═══ DOCUMENT EXTRACT ═══
# Locking the shutter wheel



## tecboy (Jun 20, 2014)

Is there a way to lock the shutter wheel on my 70D?  I can't keep my finger and my hand off that shutter wheel.


----------



## Dao (Jun 20, 2014)

If you mean the wheel next to the shutter ...  then ...  I do not believe you can lock it.    (except  super glue)


----------



## Overread (Jun 20, 2014)

You can  use the menu to change the function of the wheel next to the shutter button, but you can't lock it out. The only wheel you can lock is the one on the back of the camera. That said its far easier to learn to not hit the wheel rather than lock it out because then when you do need it you'd have to fiddle turning it back on again


----------



## SCraig (Jun 20, 2014)

Piece of electrical tape over the wheel should take care of it.  Or you could do like most people and just not hit it.


----------



## table1349 (Jun 20, 2014)

tecboy said:


> Is there a way to lock the shutter wheel on my 70D?  *I can't keep my finger and my hand off that shutter wheel*.



Is that what they are calling it now, the shutter wheel?   What happened to the Chicken?   Did he get choked to death???

A blind photographer with a hairy palm  is a pitiful sight to see.


----------
═══ DATA ═══
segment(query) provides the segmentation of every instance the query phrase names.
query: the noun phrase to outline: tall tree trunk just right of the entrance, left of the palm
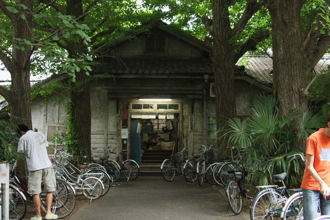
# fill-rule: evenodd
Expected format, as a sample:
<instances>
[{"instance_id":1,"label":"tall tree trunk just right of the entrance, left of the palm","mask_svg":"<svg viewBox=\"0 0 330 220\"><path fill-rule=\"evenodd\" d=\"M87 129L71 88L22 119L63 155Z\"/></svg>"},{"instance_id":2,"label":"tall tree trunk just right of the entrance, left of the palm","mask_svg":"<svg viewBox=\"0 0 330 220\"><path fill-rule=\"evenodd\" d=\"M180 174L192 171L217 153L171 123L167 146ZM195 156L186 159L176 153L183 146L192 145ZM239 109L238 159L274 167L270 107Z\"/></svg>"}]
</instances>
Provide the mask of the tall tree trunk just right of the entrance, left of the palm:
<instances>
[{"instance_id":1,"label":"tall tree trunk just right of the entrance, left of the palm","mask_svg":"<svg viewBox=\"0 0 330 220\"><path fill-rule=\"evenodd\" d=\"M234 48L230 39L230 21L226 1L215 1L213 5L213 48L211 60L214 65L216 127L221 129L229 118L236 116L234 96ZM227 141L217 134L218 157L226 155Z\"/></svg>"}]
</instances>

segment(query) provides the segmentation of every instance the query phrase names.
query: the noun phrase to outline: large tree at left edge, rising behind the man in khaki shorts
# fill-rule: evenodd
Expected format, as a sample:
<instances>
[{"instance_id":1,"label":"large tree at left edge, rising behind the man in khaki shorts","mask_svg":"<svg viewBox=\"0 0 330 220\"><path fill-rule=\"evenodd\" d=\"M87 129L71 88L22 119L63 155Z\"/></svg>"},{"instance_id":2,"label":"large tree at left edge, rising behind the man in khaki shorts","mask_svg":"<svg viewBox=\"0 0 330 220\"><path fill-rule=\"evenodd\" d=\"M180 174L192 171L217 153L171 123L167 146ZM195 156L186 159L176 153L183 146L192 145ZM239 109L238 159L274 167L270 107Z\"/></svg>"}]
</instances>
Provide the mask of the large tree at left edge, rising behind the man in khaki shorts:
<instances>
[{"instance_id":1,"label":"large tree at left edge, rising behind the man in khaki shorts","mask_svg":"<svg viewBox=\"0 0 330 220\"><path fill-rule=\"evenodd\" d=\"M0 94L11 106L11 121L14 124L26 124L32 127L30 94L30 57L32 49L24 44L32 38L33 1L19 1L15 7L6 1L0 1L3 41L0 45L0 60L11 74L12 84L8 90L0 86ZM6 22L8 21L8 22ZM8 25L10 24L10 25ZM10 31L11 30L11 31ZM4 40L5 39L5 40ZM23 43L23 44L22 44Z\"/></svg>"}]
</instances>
═══
Reproduce the shutter wheel thread from "Piece of electrical" up to and including "table1349 (Jun 20, 2014)", changing "electrical tape" to "gaffer tape".

Piece of gaffer tape over the wheel should take care of it.  Or you could do like most people and just not hit it.


----------



## table1349 (Jun 20, 2014)